→ **ENTRIES**:
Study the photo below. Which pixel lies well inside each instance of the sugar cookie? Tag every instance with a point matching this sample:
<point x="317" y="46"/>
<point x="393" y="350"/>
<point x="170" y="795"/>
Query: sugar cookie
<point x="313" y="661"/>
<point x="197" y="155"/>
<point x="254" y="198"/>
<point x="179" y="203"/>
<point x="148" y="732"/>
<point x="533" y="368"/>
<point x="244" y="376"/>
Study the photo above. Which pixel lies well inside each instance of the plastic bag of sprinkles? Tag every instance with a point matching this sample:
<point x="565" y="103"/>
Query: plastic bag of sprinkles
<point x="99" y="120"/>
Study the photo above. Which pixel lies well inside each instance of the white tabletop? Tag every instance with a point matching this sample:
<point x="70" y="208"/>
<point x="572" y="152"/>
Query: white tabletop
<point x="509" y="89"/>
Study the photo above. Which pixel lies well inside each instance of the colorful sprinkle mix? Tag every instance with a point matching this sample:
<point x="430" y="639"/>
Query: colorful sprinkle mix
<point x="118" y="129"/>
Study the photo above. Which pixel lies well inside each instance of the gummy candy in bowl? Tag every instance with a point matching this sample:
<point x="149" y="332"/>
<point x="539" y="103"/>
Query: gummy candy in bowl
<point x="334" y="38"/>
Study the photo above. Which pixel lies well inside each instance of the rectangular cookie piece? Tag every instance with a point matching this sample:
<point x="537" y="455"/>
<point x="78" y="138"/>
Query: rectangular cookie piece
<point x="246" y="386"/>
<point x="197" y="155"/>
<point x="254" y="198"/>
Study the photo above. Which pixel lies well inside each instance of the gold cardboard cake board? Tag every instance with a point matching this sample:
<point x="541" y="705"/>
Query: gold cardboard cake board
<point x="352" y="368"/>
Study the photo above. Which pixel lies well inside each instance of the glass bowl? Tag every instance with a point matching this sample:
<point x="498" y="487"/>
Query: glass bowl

→ **REQUEST**: Can you quote all of the data above, line for line and without changing anything?

→ **TASK RESULT**:
Study the photo below. Which pixel lies well inside each instance of the sugar cookie? Tag every instance with a point matching this sample:
<point x="317" y="46"/>
<point x="393" y="350"/>
<point x="170" y="795"/>
Query: sugar cookie
<point x="313" y="661"/>
<point x="197" y="155"/>
<point x="254" y="198"/>
<point x="179" y="203"/>
<point x="148" y="732"/>
<point x="533" y="368"/>
<point x="244" y="376"/>
Study the photo above. Which pixel lies well inside each instance of the plastic bag of sprinkles? Tag every instance with a point matching this sample:
<point x="565" y="103"/>
Query: plastic bag of sprinkles
<point x="99" y="120"/>
Study the photo above. Which pixel lies well inside each instance of the white tabletop? Tag every instance with a point matching this sample:
<point x="70" y="208"/>
<point x="572" y="152"/>
Query: white tabletop
<point x="509" y="89"/>
Study the photo above. Which pixel lies well inside each instance of the colorful sprinkle mix? Tag every instance with a point matching this sample:
<point x="430" y="639"/>
Query: colorful sprinkle mix
<point x="118" y="129"/>
Study the photo above. Which pixel lies well inside each instance of the gummy candy in bowl? Tag every instance with a point matching this sample:
<point x="149" y="332"/>
<point x="539" y="103"/>
Query: gummy candy in bowl
<point x="334" y="38"/>
Study the photo above. Which pixel lies well inside each instance of the rectangular cookie piece? Tag every instance with a point matching this sample:
<point x="537" y="455"/>
<point x="78" y="138"/>
Query: rectangular cookie piece
<point x="246" y="386"/>
<point x="197" y="155"/>
<point x="254" y="198"/>
Study the photo above. Which pixel lies well inside each instance of the gold cardboard cake board? Tag every instance with a point matching this sample:
<point x="541" y="705"/>
Query: gold cardboard cake board
<point x="352" y="368"/>
Study the photo above. Which pixel lies well inside each instance of the glass bowl? Tag every instance with a point matching this sample:
<point x="498" y="487"/>
Query: glass bowl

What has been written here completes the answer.